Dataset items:
= = =
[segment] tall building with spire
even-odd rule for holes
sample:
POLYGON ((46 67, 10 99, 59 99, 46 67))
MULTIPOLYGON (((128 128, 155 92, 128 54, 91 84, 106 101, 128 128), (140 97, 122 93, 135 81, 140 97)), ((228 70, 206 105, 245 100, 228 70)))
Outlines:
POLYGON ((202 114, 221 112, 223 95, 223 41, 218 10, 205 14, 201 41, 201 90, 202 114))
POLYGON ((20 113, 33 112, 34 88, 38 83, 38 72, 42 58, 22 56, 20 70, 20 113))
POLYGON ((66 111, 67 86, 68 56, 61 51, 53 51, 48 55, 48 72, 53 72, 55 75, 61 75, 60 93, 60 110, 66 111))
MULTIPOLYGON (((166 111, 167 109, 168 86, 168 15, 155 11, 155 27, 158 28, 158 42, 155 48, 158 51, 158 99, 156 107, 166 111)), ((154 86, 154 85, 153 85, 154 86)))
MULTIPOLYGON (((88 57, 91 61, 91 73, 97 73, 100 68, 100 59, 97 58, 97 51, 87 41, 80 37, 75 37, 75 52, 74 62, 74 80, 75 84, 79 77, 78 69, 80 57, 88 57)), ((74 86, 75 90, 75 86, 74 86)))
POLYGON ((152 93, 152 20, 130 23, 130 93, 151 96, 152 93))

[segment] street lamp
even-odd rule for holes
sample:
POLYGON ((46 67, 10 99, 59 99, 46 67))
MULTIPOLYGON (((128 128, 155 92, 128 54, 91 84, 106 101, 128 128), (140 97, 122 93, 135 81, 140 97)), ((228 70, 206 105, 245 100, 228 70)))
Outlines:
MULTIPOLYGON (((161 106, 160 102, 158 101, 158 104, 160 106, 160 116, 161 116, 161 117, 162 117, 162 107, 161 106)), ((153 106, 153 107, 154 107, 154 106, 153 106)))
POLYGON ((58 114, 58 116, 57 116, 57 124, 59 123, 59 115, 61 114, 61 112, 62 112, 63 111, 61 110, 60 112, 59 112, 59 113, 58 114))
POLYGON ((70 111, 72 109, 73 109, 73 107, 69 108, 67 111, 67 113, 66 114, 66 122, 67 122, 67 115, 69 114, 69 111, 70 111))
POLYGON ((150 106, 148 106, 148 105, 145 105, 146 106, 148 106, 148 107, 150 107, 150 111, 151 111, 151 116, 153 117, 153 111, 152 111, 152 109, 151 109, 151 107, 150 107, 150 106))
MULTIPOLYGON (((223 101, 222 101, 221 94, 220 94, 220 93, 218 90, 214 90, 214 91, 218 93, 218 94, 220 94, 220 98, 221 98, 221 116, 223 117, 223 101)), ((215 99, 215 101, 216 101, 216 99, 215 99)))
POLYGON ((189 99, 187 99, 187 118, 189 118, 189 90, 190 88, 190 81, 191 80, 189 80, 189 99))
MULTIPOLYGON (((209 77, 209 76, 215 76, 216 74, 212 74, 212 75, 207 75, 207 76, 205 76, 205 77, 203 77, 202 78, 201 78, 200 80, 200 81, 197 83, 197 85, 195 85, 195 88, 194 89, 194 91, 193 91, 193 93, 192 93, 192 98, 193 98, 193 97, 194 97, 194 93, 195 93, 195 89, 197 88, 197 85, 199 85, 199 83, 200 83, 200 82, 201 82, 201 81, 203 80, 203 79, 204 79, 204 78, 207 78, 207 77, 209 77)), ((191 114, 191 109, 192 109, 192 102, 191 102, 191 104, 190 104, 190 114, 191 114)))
= = =
Write out each line of the data above again, exactly as given.

REPLY TO THE TASK:
[segment] tall building with spire
even-odd rule for holes
sample:
POLYGON ((46 67, 10 99, 59 99, 46 67))
MULTIPOLYGON (((128 128, 155 92, 128 54, 91 84, 106 101, 128 128), (140 97, 122 93, 135 81, 140 97)), ((228 70, 206 105, 245 100, 228 70)))
Outlines:
POLYGON ((202 114, 221 112, 223 95, 223 41, 218 10, 205 14, 201 41, 201 90, 202 114))
POLYGON ((20 113, 33 112, 34 88, 38 83, 38 72, 42 58, 22 56, 20 70, 20 113))
POLYGON ((66 111, 67 86, 68 56, 61 51, 53 51, 48 55, 48 72, 53 72, 55 75, 61 75, 60 93, 60 110, 66 111))
MULTIPOLYGON (((166 111, 167 109, 168 86, 168 15, 155 11, 155 27, 158 28, 158 42, 155 48, 158 51, 158 99, 156 107, 166 111)), ((154 86, 154 85, 153 85, 154 86)))
MULTIPOLYGON (((88 57, 91 61, 91 73, 97 73, 100 68, 100 59, 97 58, 97 51, 87 41, 80 37, 75 37, 75 52, 74 62, 74 80, 75 84, 79 77, 78 69, 80 57, 88 57)), ((74 86, 75 90, 75 86, 74 86)))
POLYGON ((152 93, 152 20, 130 23, 130 93, 151 96, 152 93))

[segment] street lamp
even-odd rule for holes
sample:
POLYGON ((46 67, 10 99, 59 99, 46 67))
MULTIPOLYGON (((128 128, 155 92, 128 54, 91 84, 106 101, 128 128), (140 97, 122 93, 135 81, 140 97)), ((228 70, 206 105, 245 100, 228 70)))
Outlines:
MULTIPOLYGON (((161 106, 160 102, 158 101, 158 104, 160 106, 160 116, 161 116, 161 117, 162 117, 162 107, 161 106)), ((153 106, 153 107, 154 107, 154 106, 153 106)))
POLYGON ((58 114, 58 116, 57 116, 57 124, 59 123, 59 115, 61 114, 61 112, 62 112, 63 111, 61 110, 60 112, 59 112, 59 113, 58 114))
POLYGON ((70 111, 72 109, 73 109, 73 107, 69 108, 67 111, 67 113, 66 114, 66 122, 67 122, 67 115, 69 114, 69 111, 70 111))
POLYGON ((150 106, 148 106, 148 105, 145 105, 146 106, 148 106, 148 107, 150 107, 150 111, 151 111, 151 116, 153 117, 153 111, 152 111, 152 109, 151 109, 151 107, 150 107, 150 106))
MULTIPOLYGON (((223 101, 222 101, 221 94, 220 94, 220 93, 218 90, 214 90, 214 91, 218 93, 218 94, 220 94, 220 98, 221 98, 221 116, 223 117, 223 101)), ((215 99, 215 101, 216 101, 216 99, 215 99)))
POLYGON ((189 99, 187 99, 187 118, 189 118, 189 90, 190 88, 190 81, 191 80, 189 80, 189 99))
MULTIPOLYGON (((209 77, 209 76, 215 76, 216 74, 212 74, 212 75, 207 75, 207 76, 205 76, 205 77, 203 77, 202 78, 201 78, 200 80, 200 81, 197 83, 197 85, 195 85, 195 88, 194 89, 194 91, 193 91, 193 93, 192 93, 192 98, 193 98, 193 97, 194 97, 194 93, 195 93, 195 89, 197 88, 197 85, 199 85, 199 83, 200 83, 200 82, 201 82, 201 81, 203 80, 203 79, 204 79, 204 78, 207 78, 207 77, 209 77)), ((191 114, 191 109, 192 109, 192 102, 191 102, 191 104, 190 104, 190 114, 191 114)))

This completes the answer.